Point labeling entries:
_____

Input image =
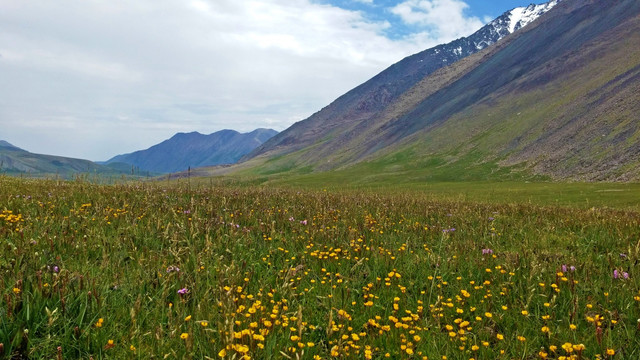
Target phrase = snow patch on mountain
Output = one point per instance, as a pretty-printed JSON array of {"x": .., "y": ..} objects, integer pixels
[{"x": 522, "y": 16}]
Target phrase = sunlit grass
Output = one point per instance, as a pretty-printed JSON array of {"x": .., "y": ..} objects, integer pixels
[{"x": 175, "y": 270}]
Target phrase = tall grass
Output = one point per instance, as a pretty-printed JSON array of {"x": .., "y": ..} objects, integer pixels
[{"x": 174, "y": 270}]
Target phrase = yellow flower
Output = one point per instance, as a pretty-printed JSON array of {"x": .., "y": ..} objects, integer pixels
[{"x": 545, "y": 329}]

_____

=== YOUR INSTRUCTIONS ===
Rewrite all of the entries above with "Target phrase" changed to "Query phrase" everywhere and nothing else altered. Omit the pictures from your output.

=== RESULT OF THIS EXERCISE ===
Input image =
Query phrase = snow patch on mountain
Output = one point per instance, as a pretty-printed JSON array of {"x": .., "y": ..} objects, integer pixels
[{"x": 522, "y": 16}]
Query phrase = sunlit grass
Output = one point per instance, as a pretty-printed JSON array of {"x": .., "y": ..} objects, integer pixels
[{"x": 175, "y": 270}]
Query phrase = tall grass
Output = one point per instance, as a pretty-printed JSON array of {"x": .., "y": ..} objects, integer pixels
[{"x": 174, "y": 270}]
Query phrase = yellow flower
Output = one point per instance, as a pretty-printed JSON array of {"x": .., "y": ..} objects, integer pixels
[{"x": 545, "y": 329}]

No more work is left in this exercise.